— Begin Given entries —

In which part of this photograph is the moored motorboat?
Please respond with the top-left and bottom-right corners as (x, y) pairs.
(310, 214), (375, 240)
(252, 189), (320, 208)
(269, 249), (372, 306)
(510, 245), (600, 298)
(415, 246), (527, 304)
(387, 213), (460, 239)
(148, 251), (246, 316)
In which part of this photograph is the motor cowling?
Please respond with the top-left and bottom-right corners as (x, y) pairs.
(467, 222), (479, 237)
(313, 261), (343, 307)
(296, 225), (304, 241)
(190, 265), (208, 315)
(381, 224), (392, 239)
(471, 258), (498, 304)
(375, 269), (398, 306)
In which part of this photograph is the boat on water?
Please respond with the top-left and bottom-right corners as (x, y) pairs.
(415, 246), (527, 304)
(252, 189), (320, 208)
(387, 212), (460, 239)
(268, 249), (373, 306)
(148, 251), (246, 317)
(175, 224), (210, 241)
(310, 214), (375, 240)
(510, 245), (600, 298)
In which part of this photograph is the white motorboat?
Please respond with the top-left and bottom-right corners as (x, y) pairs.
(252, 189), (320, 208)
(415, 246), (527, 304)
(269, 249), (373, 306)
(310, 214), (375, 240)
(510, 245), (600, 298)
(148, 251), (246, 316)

— End Given entries —
— Begin Given entries —

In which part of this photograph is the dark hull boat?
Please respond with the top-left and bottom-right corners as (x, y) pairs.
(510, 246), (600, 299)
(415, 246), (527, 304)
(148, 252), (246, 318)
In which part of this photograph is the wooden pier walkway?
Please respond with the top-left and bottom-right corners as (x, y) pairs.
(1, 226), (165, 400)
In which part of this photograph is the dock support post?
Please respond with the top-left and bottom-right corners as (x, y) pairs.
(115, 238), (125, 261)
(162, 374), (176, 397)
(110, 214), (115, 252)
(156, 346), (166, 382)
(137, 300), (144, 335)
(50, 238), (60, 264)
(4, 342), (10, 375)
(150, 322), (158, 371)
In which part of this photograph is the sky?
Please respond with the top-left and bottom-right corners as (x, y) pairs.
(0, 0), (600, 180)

— End Given entries —
— Begin Given entries —

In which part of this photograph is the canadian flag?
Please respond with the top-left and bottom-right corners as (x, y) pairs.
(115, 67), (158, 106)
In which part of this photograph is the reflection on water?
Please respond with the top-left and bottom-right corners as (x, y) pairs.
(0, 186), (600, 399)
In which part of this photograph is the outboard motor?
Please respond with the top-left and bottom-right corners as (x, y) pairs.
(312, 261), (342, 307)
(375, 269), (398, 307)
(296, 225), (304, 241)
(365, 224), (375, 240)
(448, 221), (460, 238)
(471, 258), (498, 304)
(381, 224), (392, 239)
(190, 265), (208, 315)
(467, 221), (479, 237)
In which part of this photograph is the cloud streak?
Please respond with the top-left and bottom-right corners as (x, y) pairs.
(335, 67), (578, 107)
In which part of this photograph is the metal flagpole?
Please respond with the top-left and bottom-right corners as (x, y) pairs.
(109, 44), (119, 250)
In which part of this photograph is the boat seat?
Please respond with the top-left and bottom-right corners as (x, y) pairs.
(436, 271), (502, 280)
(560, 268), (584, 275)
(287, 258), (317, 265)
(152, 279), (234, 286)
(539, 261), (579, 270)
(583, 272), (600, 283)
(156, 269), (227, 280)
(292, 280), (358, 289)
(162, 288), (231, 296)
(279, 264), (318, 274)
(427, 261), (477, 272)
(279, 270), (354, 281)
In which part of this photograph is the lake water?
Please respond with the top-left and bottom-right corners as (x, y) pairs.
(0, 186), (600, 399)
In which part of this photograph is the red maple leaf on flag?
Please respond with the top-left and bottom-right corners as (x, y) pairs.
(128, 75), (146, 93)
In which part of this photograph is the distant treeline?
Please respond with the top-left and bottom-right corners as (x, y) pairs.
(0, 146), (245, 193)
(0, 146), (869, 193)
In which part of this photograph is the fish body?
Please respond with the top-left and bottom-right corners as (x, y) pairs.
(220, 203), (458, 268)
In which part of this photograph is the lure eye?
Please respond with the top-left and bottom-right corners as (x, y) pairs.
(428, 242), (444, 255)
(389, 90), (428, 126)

— End Given entries —

▸ The exercise
Rewrite every line of the listing from the line with "In which part of this photograph is the distant" to the line with "(0, 146), (869, 193)", inclusive. Multiply each coordinate by 1.95 and round to whole numbers (halves round up), and leave all other text unchanged.

▸ Worked solution
In which part of this photograph is the distant treeline?
Please respond with the top-left and bottom-right corners as (x, y) pairs.
(0, 285), (478, 376)
(0, 285), (1695, 376)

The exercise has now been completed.